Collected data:
--------------------------------

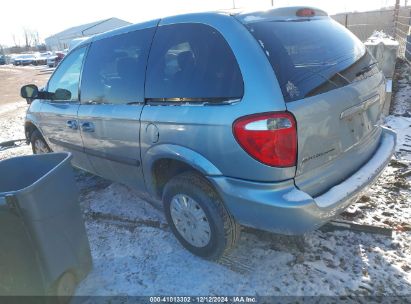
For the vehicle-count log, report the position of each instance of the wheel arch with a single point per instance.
(163, 162)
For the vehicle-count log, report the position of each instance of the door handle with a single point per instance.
(87, 126)
(72, 124)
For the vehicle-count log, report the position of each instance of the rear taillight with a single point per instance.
(271, 138)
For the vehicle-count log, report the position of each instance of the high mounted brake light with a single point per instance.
(305, 12)
(271, 138)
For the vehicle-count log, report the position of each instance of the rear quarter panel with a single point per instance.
(207, 130)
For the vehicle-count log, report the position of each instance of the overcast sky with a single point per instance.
(52, 16)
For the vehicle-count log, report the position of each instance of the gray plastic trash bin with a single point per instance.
(44, 249)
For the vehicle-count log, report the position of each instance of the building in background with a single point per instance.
(61, 41)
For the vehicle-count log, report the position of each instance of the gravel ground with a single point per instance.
(135, 253)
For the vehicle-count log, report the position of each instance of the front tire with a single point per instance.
(38, 144)
(198, 218)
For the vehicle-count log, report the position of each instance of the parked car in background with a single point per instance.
(24, 59)
(53, 60)
(267, 119)
(41, 58)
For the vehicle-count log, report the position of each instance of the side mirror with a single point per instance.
(62, 94)
(29, 92)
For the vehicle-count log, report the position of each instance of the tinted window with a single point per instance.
(192, 61)
(115, 67)
(65, 80)
(311, 57)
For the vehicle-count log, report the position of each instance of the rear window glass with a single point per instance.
(312, 57)
(115, 68)
(192, 62)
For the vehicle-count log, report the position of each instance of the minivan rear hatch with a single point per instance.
(333, 87)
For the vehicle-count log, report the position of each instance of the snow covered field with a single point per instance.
(135, 253)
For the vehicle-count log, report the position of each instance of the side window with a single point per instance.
(65, 81)
(192, 61)
(115, 68)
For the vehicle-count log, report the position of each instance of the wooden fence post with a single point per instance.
(396, 13)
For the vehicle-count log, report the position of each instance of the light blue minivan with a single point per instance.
(264, 119)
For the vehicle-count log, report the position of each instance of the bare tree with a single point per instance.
(28, 35)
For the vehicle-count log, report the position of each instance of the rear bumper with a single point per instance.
(283, 208)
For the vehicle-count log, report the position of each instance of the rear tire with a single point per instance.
(38, 144)
(198, 218)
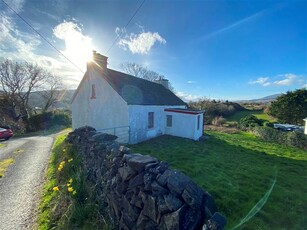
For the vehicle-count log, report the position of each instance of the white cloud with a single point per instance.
(78, 47)
(138, 43)
(22, 46)
(16, 5)
(188, 97)
(289, 79)
(264, 81)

--------------------------------

Aim of the exercise: Retype the data above verbatim, minus images.

Answer to this problem:
For the vehicle-count log, report the position of each instance of the wheel arch with a single point per instance.
(163, 162)
For the vehicle-count log, report the position of each instance of the door handle with a single point per instance.
(87, 126)
(72, 124)
For the vehicle-count log, report the position of each instance of the rear taillight with a single point per instance.
(271, 138)
For the vehicle-count log, report the position of each instance of the high mounted brake light with a single point per instance.
(305, 12)
(271, 138)
For the vehicle-count log, report the position of each instance of the rear quarter panel with a single point per instance.
(207, 130)
For the vehicle-count log, report the position of each instance of the overcast sky with a single point per instance.
(52, 16)
For the vehicle-count log, report the position of each instance of the gray plastic trash bin with a single point per instance.
(44, 249)
For the vehicle-count log, report the position of each instance of the building in background with a single point per instance.
(61, 41)
For the vehicle-count log, report the position of each instance of the gravel ground with a single point per instance.
(135, 253)
For the vehicle-count log, report the position of each instance of the front tire with a single point per instance.
(38, 144)
(198, 218)
For the vehicle-count log, report the position of each instance of the parked car in background with a single point per instance.
(24, 59)
(53, 60)
(267, 119)
(41, 58)
For the vehicle-count log, report the position of each instance of the side mirror with a single point per instance.
(62, 94)
(29, 92)
For the vehicle-count log, report the position of each instance of the tinted window with a single point per instance.
(192, 61)
(115, 67)
(65, 80)
(311, 57)
For the vehicle-count log, report the position of each instance of the rear window glass with a single point per instance.
(312, 57)
(115, 68)
(192, 62)
For the vehicle-count log, report the position of each instance of the minivan rear hatch with a single point per instance.
(333, 87)
For the vehicle-count log, report the position of each instance of the snow covered field with a single point per instance.
(135, 253)
For the vehicle-count log, report the position of each instance of the side window with a single point per instance.
(65, 81)
(192, 61)
(115, 68)
For the vehicle-count log, report the position of each instance of the wooden fence post with a single point per instance.
(396, 13)
For the vehicle-count log, report the position of each instance of the light blue minivan with a single point per instance.
(264, 119)
For the vehicle-count log, report the position of each instance of the bare tree with a single point per instance.
(28, 35)
For the vehicle-count log, report the position of each instance of the rear bumper with a single point per instance.
(283, 208)
For the vehicle-count log, report the position of each instance of the rear tire with a single point per instance.
(38, 144)
(198, 218)
For the vehicle-count log, report the position of each instance of the white cloud with a single point per instance.
(78, 47)
(138, 43)
(22, 46)
(16, 5)
(188, 97)
(289, 79)
(264, 81)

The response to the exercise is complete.